* GOAL OF THE EXERCISE *
Everything from the line containing "Tag the gray" down to the last line of the entries below must be transcribed exactly, and nothing else.

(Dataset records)
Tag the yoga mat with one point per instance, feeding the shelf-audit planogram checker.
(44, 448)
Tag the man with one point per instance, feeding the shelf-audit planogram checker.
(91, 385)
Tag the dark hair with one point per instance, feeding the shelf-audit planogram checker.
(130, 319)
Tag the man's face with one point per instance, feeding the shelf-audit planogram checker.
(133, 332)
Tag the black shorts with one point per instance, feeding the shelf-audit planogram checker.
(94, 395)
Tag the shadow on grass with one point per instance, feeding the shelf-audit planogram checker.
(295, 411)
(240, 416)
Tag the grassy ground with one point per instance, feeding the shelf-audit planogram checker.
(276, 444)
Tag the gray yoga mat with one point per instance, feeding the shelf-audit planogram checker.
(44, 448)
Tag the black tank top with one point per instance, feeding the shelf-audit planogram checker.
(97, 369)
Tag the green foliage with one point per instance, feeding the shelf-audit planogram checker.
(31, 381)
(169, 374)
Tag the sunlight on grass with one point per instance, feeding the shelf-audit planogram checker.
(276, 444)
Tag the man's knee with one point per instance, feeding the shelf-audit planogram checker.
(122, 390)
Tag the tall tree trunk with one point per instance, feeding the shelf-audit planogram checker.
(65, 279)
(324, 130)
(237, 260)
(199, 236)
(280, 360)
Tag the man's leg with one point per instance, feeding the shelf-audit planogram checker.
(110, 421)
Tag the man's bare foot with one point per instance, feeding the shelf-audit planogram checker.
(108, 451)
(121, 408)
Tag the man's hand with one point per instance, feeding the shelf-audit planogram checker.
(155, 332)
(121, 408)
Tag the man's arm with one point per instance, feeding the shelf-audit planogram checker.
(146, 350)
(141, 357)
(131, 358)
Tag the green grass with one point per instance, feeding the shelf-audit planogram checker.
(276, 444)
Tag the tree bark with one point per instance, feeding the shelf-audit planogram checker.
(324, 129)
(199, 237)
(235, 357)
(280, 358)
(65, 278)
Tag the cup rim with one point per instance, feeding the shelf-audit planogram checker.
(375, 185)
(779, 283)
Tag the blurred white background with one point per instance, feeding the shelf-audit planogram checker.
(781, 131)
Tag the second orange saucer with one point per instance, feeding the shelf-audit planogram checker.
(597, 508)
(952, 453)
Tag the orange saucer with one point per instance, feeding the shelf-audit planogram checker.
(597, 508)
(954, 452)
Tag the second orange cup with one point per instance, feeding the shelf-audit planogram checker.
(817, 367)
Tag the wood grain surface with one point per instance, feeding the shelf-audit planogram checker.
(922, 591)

* WORKED SOLUTION *
Tag the gray yoga mat with one point per instance, feeding the shelf-audit planogram checker.
(44, 448)
Tag the black tank top with one point per instance, feeding the shelf-audit planogram checker.
(97, 369)
Tag the green foliage with one point per instance, feeding the shelf-audit planogram checker.
(31, 381)
(169, 374)
Tag the sunlight on grass with one point per instance, feeding the shelf-audit planogram checker.
(276, 444)
Tag the man's knee with one point per instance, feeding the shelf-audit planogram checker.
(122, 390)
Tag the tall tree trunk with one point per instance, feeding the shelf-audit planogram checker.
(65, 279)
(324, 130)
(237, 260)
(199, 236)
(280, 360)
Tag the man's leg with one point per instance, feeding the shelf-audit planogram checker.
(110, 421)
Tag the man's bare foot with one point per instance, feeding the shelf-audit planogram checker.
(108, 451)
(121, 408)
Tag the man's hand with one point per instance, feeding the shelf-audit planogram checker.
(155, 332)
(121, 408)
Tag the man's arm with one point per instance, feeding the shelf-audit planogram checker.
(146, 350)
(141, 357)
(131, 358)
Tag the green grass with one point per instance, feeding the shelf-audit planogram checker.
(276, 444)
Tag the tree bark with one point per instance, feeding the shelf-audit planogram checker.
(324, 129)
(199, 237)
(235, 357)
(280, 358)
(65, 278)
Tag the cup rim with one point per instance, feeding the shelf-audit planogram checker.
(375, 185)
(779, 283)
Tag the blurred white background with one point per instance, feeding the shelf-audit planogram checker.
(781, 131)
Tag the second orange saucer with one point per instance, feeding the shelf-audit planogram checker.
(597, 508)
(952, 453)
Tag the orange saucer with one point per instance, feeding the shelf-audit planogram checker.
(597, 508)
(954, 452)
Tag the second orange cup with one point per instance, feeding the shelf-audit planogram checker.
(817, 367)
Tag the wood grain surface with one point per instance, feeding the shelf-audit planogram checker.
(922, 591)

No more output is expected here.